Stored data entries:
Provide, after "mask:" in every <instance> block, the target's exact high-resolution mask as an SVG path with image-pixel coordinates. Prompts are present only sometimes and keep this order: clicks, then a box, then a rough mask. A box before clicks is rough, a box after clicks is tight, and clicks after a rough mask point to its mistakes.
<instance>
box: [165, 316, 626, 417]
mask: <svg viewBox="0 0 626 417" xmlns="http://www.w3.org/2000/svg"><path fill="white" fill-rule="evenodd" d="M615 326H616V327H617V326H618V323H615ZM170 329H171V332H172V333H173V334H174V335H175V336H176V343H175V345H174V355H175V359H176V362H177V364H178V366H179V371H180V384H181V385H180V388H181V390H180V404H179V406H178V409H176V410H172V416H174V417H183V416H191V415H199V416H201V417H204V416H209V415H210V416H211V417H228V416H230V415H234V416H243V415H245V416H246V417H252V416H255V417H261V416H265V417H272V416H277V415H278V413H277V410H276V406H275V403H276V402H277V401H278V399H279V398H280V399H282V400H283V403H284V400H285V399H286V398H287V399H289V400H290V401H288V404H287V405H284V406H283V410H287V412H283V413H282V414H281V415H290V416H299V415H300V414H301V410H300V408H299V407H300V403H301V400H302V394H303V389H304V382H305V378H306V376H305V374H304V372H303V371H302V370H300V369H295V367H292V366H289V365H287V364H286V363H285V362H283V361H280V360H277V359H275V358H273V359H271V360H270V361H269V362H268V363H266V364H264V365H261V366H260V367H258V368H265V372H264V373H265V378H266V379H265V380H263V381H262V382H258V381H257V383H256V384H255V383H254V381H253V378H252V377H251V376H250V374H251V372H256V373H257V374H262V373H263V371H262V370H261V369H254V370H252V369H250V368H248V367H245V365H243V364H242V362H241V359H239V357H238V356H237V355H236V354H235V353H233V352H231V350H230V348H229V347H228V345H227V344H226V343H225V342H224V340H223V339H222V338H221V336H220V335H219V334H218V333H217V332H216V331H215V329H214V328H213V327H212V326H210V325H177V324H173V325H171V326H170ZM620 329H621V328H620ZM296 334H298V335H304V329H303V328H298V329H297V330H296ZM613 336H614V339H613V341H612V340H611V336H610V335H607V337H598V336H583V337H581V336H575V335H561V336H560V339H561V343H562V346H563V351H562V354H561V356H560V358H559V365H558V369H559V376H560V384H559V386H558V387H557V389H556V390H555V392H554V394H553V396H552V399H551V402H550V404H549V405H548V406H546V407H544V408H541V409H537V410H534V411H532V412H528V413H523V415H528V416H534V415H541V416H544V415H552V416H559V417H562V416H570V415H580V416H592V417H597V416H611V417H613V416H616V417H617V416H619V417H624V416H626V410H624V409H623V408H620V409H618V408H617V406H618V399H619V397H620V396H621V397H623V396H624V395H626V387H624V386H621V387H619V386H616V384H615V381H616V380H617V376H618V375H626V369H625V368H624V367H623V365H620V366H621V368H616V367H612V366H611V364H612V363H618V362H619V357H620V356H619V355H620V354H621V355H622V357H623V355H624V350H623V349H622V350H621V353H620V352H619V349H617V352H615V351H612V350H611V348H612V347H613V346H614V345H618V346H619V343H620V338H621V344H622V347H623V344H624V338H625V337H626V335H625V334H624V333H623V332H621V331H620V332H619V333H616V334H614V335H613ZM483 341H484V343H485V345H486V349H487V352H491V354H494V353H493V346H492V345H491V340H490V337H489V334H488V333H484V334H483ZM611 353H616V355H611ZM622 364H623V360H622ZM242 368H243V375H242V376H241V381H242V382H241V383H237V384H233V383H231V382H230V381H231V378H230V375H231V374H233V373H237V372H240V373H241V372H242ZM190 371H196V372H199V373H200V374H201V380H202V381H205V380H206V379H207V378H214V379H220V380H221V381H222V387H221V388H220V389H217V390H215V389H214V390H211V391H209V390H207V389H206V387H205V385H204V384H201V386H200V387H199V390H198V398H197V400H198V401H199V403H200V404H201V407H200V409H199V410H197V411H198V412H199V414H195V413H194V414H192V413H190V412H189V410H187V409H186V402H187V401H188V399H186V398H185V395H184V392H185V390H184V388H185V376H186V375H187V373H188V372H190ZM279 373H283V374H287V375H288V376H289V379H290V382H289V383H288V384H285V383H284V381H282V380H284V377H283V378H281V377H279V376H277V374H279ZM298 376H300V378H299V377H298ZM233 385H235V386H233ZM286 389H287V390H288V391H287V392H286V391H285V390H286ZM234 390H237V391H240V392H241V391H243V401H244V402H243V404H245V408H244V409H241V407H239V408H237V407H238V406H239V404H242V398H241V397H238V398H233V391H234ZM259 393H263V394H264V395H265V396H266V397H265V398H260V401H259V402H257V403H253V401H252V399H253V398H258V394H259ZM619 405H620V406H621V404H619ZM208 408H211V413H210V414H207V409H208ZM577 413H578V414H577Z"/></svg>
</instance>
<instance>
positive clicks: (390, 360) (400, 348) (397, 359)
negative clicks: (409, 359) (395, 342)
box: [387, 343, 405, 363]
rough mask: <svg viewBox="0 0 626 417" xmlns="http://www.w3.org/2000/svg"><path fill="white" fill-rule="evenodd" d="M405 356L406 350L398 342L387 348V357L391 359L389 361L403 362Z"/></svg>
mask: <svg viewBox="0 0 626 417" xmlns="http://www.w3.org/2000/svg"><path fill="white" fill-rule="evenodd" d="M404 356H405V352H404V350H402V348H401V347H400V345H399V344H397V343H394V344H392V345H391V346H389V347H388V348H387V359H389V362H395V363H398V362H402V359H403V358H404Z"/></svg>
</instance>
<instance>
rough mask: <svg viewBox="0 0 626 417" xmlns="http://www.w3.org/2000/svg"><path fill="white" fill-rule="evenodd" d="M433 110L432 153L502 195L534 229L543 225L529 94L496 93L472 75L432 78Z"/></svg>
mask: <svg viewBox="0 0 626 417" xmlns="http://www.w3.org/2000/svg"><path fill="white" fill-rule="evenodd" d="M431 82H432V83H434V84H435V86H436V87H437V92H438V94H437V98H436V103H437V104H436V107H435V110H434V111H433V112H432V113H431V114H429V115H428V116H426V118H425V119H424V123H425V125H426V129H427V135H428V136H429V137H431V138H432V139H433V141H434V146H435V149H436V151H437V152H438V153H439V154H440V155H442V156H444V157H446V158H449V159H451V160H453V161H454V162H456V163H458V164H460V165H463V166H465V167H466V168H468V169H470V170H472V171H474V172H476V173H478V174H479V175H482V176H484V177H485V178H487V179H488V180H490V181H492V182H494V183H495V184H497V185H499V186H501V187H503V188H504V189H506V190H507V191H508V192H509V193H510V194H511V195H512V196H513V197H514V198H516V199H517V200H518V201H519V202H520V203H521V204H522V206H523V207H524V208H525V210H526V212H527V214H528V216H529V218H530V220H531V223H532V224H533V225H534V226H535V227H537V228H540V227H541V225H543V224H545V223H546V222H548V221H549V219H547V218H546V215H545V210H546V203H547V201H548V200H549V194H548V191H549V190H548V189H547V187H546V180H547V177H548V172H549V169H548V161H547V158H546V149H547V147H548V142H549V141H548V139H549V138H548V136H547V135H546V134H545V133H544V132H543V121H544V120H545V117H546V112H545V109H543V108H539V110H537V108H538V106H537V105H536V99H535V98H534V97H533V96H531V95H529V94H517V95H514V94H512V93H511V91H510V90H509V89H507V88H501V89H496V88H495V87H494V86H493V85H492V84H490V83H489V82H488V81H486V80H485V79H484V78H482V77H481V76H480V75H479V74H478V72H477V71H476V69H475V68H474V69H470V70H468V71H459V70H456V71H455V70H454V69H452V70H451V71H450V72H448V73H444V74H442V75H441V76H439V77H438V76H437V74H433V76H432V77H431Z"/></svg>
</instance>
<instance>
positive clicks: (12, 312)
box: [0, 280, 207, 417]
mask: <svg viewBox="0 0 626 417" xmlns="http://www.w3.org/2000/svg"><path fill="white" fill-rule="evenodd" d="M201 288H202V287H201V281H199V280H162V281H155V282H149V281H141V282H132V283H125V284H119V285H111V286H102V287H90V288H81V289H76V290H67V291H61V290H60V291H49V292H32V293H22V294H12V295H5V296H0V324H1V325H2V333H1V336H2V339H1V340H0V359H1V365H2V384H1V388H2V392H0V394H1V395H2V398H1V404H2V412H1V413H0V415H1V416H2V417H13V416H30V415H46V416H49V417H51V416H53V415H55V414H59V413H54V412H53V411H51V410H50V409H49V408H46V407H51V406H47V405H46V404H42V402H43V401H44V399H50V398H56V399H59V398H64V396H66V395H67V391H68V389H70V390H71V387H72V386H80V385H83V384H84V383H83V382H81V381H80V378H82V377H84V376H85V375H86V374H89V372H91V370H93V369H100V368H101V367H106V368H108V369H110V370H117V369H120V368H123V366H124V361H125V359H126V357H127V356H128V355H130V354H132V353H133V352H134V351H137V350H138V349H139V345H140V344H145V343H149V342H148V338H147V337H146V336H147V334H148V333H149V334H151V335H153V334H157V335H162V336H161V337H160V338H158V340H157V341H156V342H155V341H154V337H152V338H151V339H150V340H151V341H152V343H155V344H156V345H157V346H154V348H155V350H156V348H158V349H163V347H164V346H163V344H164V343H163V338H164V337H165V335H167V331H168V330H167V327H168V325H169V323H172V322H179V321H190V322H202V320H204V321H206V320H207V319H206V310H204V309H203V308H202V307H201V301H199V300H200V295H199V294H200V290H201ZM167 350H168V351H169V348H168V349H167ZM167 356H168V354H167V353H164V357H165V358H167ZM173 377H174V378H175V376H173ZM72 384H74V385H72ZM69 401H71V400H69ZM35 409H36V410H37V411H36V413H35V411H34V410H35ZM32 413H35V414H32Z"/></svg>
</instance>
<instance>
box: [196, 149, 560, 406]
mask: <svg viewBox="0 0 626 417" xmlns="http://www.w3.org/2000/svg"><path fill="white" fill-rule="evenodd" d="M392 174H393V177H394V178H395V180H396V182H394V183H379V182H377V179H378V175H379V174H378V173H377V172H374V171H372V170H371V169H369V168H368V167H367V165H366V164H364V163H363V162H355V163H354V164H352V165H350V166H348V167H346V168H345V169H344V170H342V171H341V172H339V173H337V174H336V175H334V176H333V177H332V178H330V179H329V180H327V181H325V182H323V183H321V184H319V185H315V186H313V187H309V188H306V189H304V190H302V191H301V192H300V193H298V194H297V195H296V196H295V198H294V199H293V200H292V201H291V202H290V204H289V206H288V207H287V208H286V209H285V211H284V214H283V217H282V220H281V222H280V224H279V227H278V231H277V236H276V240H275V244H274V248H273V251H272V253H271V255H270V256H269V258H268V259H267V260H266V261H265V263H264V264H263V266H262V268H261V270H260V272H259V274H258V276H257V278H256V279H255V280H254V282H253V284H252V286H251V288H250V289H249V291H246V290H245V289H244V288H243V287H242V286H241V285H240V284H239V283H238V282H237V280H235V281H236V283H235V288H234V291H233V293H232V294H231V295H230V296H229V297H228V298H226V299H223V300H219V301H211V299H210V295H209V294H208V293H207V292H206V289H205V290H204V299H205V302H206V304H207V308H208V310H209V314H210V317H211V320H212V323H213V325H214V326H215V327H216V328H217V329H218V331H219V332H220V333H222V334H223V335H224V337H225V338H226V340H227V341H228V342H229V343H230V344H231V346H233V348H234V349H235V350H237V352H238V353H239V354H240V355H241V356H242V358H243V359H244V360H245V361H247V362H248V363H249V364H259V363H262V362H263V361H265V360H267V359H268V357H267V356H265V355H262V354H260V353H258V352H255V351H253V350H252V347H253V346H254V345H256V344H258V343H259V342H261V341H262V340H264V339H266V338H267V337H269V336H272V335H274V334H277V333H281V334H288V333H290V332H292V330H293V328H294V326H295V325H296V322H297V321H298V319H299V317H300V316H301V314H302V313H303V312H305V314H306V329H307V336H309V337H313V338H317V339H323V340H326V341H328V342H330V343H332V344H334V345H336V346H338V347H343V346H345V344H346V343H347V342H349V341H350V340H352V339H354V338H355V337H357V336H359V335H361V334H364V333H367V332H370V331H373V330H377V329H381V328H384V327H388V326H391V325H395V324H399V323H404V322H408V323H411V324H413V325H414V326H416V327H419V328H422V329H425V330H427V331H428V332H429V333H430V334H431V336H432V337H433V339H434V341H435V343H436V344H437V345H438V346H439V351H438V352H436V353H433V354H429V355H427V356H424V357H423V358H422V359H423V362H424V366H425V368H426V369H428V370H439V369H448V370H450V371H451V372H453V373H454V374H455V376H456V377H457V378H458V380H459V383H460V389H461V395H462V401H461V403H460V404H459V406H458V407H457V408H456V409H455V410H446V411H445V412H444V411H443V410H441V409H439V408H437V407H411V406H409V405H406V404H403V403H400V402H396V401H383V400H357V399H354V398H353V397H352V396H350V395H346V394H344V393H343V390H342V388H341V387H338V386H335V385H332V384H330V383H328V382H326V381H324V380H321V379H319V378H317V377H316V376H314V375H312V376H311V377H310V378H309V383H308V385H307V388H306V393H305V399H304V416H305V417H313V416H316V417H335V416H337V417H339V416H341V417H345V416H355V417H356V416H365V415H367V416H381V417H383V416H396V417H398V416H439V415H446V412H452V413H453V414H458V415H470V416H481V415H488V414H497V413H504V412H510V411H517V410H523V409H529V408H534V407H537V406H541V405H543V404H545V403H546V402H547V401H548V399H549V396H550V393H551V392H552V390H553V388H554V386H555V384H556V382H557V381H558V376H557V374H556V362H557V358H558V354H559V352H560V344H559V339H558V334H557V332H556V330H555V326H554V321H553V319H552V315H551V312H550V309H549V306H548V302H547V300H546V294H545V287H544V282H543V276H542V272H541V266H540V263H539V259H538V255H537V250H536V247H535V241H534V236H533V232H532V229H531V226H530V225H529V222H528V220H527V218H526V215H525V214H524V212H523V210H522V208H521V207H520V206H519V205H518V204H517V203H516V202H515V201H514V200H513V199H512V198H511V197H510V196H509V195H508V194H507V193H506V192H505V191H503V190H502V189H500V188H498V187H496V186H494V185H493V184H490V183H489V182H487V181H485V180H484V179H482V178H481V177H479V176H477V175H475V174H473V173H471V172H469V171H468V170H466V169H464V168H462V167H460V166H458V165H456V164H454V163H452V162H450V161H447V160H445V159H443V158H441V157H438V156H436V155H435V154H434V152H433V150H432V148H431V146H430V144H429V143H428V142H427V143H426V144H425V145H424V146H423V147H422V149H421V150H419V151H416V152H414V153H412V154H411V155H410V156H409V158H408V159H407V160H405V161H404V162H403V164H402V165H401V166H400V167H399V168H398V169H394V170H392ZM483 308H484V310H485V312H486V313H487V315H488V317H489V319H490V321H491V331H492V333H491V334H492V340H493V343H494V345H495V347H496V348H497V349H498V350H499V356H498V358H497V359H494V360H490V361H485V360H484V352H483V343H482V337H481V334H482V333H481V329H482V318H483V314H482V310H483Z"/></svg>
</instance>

* _EXERCISE DETAILS_
Starting with the line that holds "negative clicks: (409, 359) (395, 342)" and ending with the line that holds "box: [387, 343, 405, 363]", retype every line in the data above exactly, and nothing else.

* _ANSWER BOX_
negative clicks: (409, 359) (395, 342)
box: [387, 343, 405, 363]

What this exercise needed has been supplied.